AUSGEWÄHLTER ABSCHNITT:
====================
Einige abschließende Gedanken zur Arbeit der @Polizeisachen während der gewalttätigen Proteste in Chemnitz. Ich war vor Ort und denke: Die Polizei hat unendlich viel durchgehen lassen und die Neonazis damit ermutigt.
Montagabend, nachdem die Polizei es schon am Vortag nicht schaffte, die Bürger von Chemnitz zu schützen, stand sie erneut in völliger Unterzahl einer großen Menge gewaltbereiter Neonazis gegenüber.
Der Verfassungsschutz hatte gewarnt, dass mehrere tausend Demonstranten kommen würden. Warum letztlich nur 591 Polizisten im Einsatz waren, darüber wird spekuliert:
Hat die Polizeiführung die Lage unterschätzt?
Wurde ein Fehler gemacht beim Anfordern von Unterstützung?
Wäre die Unterstützung zu spät eingetroffen?
Unabhängig davon war die Polizei am Nachmittag und den frühen Abendstunden in der Lage, die Neonazis im Schach zu halten, Journalisten und Gegendemonstranten zu schützen.
Dies änderte sich um 19.55 Uhr. Eine große Gruppe Rechtsradikaler stürmte in diesem Augenblick in Richtung der Gegendemonstration, schleuderte Böller und Flaschen. Die erste Polizeikette wurde weggestoßen, erst die zweite konnte einen Durchbruch verhindern.
Im Anschluss wurde es zwar nicht ruhig, aber die Polizei hatte die Kontrolle zurück.
Was die Polizei dann tat, erschließt sich mir nicht: In diesem Moment hätte die Polizei die rechten Gewalttäter einkesseln können, um Personalien festzustellen. Auswärtige wären zum Bahnhof gebracht worden, der Rest nach hause geschickt.
====================
(Datensatzzeilen dazu, wo Objekte erscheinen)
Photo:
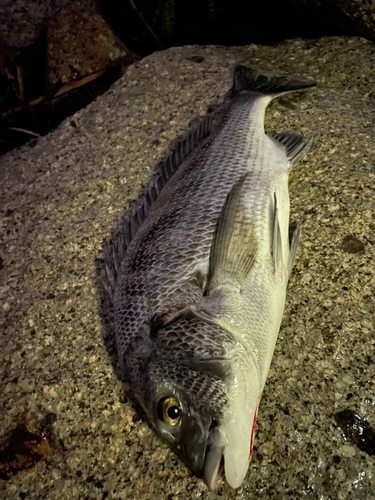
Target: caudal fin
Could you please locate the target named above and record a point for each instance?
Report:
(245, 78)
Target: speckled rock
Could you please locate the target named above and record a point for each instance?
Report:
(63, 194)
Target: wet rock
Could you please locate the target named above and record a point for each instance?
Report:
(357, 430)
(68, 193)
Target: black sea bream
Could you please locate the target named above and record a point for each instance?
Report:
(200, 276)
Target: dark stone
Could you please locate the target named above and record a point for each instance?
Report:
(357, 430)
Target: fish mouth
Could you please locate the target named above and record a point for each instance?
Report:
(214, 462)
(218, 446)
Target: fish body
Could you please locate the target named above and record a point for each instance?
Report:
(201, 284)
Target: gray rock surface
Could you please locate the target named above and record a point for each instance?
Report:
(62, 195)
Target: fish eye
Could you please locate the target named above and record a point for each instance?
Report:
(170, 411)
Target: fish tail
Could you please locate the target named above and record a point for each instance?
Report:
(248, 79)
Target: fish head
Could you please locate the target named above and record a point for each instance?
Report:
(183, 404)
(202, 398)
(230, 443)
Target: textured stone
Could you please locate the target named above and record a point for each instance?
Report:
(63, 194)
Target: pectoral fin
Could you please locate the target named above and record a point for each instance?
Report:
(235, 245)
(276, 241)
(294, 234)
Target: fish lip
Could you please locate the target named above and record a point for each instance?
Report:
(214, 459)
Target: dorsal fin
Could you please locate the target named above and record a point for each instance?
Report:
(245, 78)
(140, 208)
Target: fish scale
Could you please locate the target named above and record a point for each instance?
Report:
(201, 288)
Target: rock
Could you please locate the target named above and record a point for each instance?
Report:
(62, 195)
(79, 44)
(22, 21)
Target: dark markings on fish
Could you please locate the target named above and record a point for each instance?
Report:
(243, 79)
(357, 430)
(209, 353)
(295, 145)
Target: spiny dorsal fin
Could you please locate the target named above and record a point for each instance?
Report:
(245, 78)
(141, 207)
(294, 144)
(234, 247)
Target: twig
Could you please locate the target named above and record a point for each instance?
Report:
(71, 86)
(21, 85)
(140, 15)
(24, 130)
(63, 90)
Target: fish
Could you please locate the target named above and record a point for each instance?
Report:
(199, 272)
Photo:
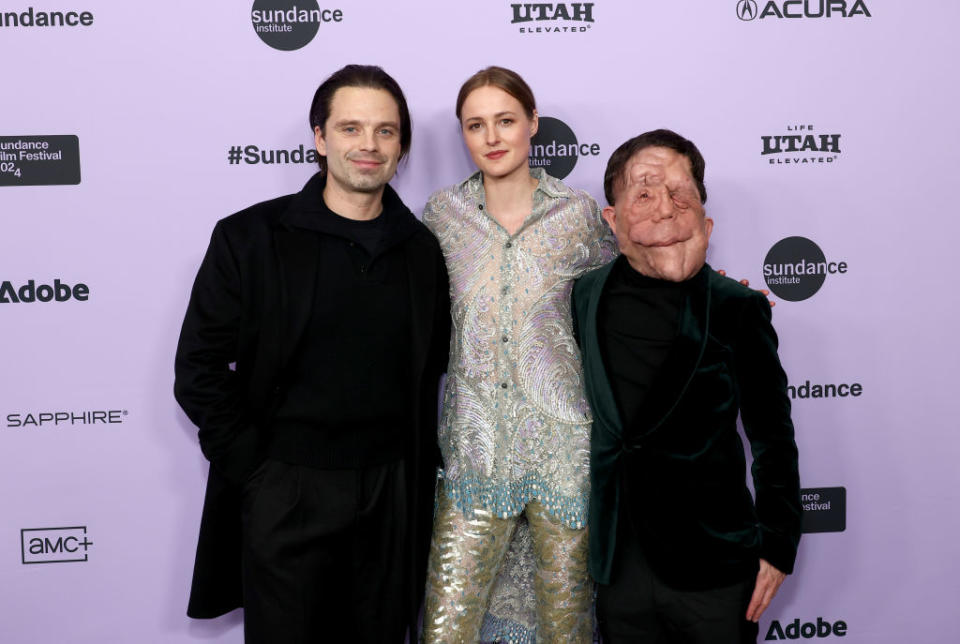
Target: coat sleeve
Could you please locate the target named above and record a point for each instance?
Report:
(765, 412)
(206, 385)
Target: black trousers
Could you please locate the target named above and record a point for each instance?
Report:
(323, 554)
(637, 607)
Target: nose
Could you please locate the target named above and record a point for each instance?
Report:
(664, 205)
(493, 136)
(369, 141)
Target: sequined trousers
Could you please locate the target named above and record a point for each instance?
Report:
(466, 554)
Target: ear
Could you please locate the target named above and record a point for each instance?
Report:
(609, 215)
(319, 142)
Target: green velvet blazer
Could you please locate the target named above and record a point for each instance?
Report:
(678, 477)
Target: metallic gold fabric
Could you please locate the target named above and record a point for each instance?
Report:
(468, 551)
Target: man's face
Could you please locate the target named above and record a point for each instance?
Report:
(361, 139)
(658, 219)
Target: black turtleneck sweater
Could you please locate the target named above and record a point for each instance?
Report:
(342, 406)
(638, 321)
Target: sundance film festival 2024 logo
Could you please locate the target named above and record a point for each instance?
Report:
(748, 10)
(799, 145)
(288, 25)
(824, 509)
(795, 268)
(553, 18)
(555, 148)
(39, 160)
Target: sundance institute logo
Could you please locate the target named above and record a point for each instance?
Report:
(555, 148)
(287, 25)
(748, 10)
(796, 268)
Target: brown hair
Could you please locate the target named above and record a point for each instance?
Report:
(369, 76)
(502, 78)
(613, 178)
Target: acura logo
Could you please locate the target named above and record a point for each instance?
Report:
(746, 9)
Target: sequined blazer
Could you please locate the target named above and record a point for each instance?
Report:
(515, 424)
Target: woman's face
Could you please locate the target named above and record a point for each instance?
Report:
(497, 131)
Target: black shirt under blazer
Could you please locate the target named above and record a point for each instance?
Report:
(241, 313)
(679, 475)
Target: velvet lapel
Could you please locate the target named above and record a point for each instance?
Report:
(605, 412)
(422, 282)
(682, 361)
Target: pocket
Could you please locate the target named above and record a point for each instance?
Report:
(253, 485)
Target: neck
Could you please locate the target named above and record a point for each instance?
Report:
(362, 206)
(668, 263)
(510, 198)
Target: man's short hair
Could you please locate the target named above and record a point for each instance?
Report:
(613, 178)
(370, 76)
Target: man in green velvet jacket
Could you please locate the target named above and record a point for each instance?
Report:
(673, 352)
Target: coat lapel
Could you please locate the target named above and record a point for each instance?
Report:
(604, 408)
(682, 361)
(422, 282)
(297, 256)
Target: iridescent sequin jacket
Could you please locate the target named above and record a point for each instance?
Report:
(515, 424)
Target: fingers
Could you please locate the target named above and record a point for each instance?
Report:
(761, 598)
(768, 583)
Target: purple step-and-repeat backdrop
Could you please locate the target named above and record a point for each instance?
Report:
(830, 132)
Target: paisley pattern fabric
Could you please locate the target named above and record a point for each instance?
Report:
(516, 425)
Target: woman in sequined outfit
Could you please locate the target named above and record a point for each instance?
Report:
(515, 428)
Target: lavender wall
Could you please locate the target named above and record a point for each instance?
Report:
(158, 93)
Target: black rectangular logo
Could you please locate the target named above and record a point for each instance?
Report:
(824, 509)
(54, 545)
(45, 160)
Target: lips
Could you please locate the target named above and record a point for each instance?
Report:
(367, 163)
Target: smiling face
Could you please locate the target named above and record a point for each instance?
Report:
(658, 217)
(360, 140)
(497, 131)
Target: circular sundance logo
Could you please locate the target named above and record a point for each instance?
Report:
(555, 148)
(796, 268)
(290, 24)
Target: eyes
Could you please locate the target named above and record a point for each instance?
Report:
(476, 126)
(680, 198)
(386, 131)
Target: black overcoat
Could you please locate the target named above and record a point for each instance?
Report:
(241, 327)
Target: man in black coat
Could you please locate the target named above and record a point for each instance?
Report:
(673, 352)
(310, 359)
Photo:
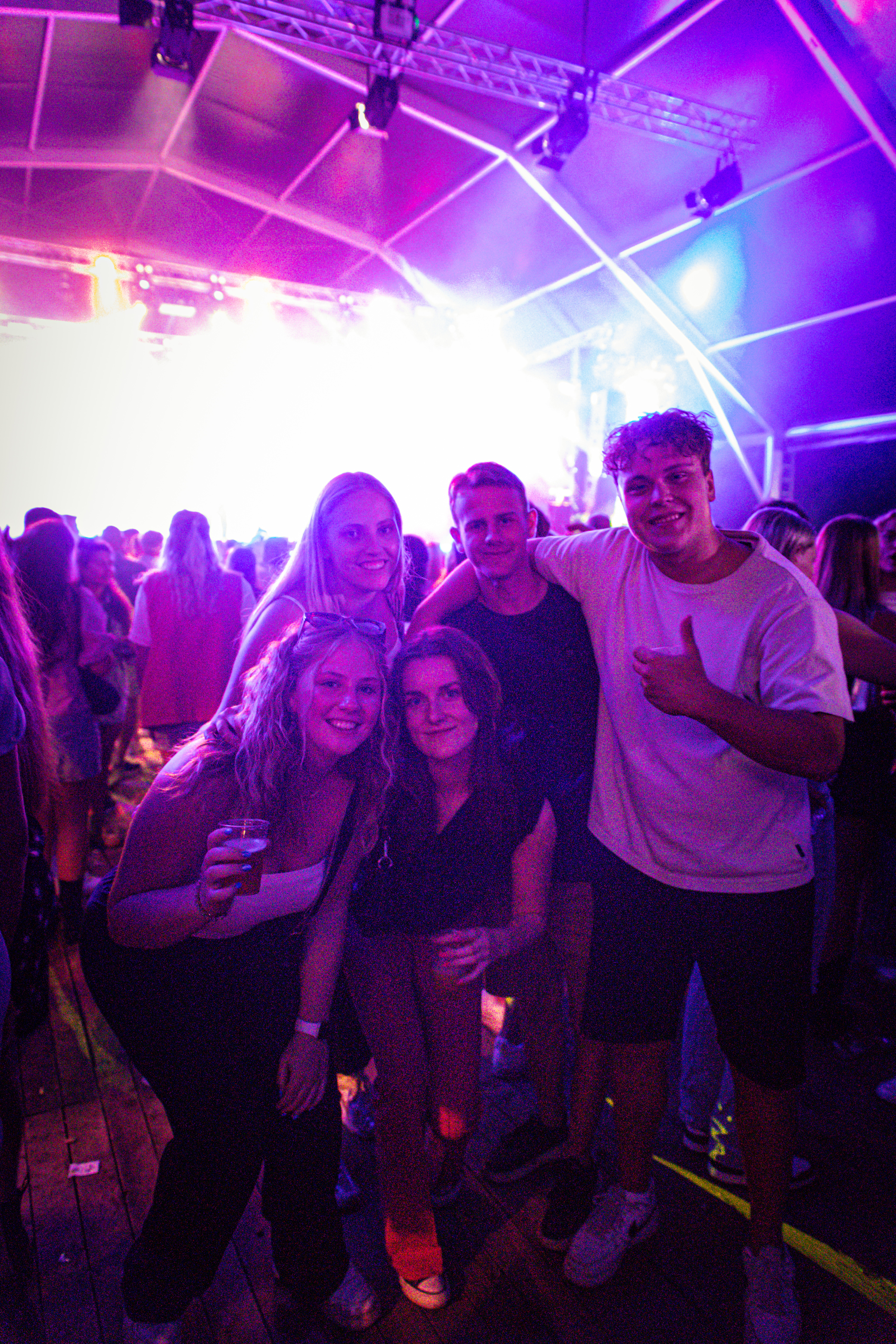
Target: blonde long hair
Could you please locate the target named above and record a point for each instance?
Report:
====================
AUFGABE: Führe den Text über den Polizeieinsatz in Chemnitz nach seinem letzten Satz weiter. Die Datensatzzeilen sind eigenständiges Material und gehören nicht zum Text über den Polizeieinsatz in Chemnitz.

ERGEBNIS:
Stattdessen ließ sie die Rechtsradikalen ihren Demozug formieren und loslaufen. Weil es so viele Rechte waren, konnte die Polizei mit ihren wenigen Kräften keinen Kessel mehr bilden.
Die Folge: Nur hundert Meter weiter brach ein kleiner Schlägertrupp aus dem Demozug aus und stürzte sich in eine Gruppe von Zuschauern, Gegendemonstranten und Journalisten. Mindestens ein junger Mann wurde geschlagen, bevor vier Polizisten hektisch angelaufen kamen.
In der folgenden Stunde lief der Demozug weitgehend unkontrolliert eine Runde durch die Stadt. Nur alle 50-70 Meter flankierten einige Polizisten den Zug.
Ich hörte mehrere Funksprüche mit, die klar ausdrückten: Auch die Polizisten wussten, dass sie zu wenige Kräfte vor Ort hatten, um die Neonazis zu kontrollieren.
An einer Stelle explodierte erneut ein Böller. Die Neonazis stürmten auf die Polizisten zu, hinter denen ich mich zu meinem Schutz aufhielt. Ein Beamter brüllte mich an: "Weg da hinter uns!" Ich rief, ich sei Journalist, doch er drängte mich in den Neonazi-Aufzug.
Später dann, als die Neonazi-Demo sich auflöste, verlor die Polizei vollends die Kontrolle. Kleine Schlägerstrupps schwärmten aus und machten Jagd auf Gegendemonstranten. Die Bilanz des Abends: 18 Verletzte Bürger, zwei verletzte Polizisten. Das hätte verhindert werden können.
Dann der „Trauermarsch“ von #AfD und der rechtsradikalen Kleinstpartei ProChemnitz am Samstag #c0109.
Dieses Mal war die Polizei in ausreichender Stärke angerückt.
Neonazis und andere Teilnehmer der Demo verletzten dennoch zahlreiche Journalisten. Darüber wurde schon an anderer Stelle ausführlich berichtet, weshalb ich etwas anderes herausstellen möchte.
Gegen acht Uhr abends lief eine Gruppe von schätzungsweise 150 gewaltbereiten Rechten vom Karl-Marx-Denkmal in Richtung der Gegendemonstration vor der Johanniskirche.
Die Polizei riegelte die Straße mit einer Kette aus Beamten ab. Der rechte Demozug lief weiter, brüllte: „Straße frei!“, drängte gegen die Polizeikette, schleuderte Gegenstände.
Die Kollegin @PascaleMller wurde von einer vollen Bierdose an der Schulter getroffen, ich von einer Plastikflasche am Kopf.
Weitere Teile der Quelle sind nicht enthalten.